Listed records
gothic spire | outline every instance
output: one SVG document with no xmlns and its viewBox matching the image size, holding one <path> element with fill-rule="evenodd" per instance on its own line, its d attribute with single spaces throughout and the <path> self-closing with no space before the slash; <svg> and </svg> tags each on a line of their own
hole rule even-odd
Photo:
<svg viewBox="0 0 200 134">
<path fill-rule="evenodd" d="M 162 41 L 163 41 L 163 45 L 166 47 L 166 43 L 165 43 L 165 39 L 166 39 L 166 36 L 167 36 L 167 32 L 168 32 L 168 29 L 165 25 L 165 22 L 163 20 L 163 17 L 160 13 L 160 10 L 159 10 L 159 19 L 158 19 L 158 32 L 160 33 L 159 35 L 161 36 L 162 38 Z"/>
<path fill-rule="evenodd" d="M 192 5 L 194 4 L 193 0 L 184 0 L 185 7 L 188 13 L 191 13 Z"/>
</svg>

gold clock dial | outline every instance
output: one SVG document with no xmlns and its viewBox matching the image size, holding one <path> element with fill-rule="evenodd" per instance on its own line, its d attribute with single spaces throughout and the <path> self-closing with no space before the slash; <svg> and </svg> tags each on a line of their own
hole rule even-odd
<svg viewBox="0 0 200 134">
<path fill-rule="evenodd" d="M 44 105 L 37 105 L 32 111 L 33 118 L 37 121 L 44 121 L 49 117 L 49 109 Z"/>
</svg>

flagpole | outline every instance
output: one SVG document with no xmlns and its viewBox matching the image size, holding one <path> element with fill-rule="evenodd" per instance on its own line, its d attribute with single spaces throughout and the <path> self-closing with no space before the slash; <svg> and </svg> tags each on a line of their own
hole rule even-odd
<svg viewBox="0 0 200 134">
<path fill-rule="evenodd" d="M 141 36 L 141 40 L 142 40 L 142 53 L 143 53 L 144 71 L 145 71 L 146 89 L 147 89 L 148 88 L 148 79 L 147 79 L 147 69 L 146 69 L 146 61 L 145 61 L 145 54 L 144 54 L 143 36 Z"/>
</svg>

Goal
Please write out the records again, starting at the line containing "flagpole | outline every instance" and ending with the last line of the records, replacing "hole rule" with "fill rule" and leaving everything else unchanged.

Solution to the exercise
flagpole | outline every instance
output: one SVG document with no xmlns and its viewBox matching the image size, holding one <path> element with fill-rule="evenodd" per instance on its own line, its d attribute with single spaces throughout and the <path> self-closing with no space before the slash; <svg> and </svg> tags each on a line of their own
fill rule even-odd
<svg viewBox="0 0 200 134">
<path fill-rule="evenodd" d="M 141 36 L 141 40 L 142 40 L 142 53 L 143 53 L 144 71 L 145 71 L 146 89 L 147 89 L 148 88 L 148 79 L 147 79 L 147 69 L 146 69 L 146 61 L 145 61 L 145 54 L 144 54 L 143 36 Z"/>
</svg>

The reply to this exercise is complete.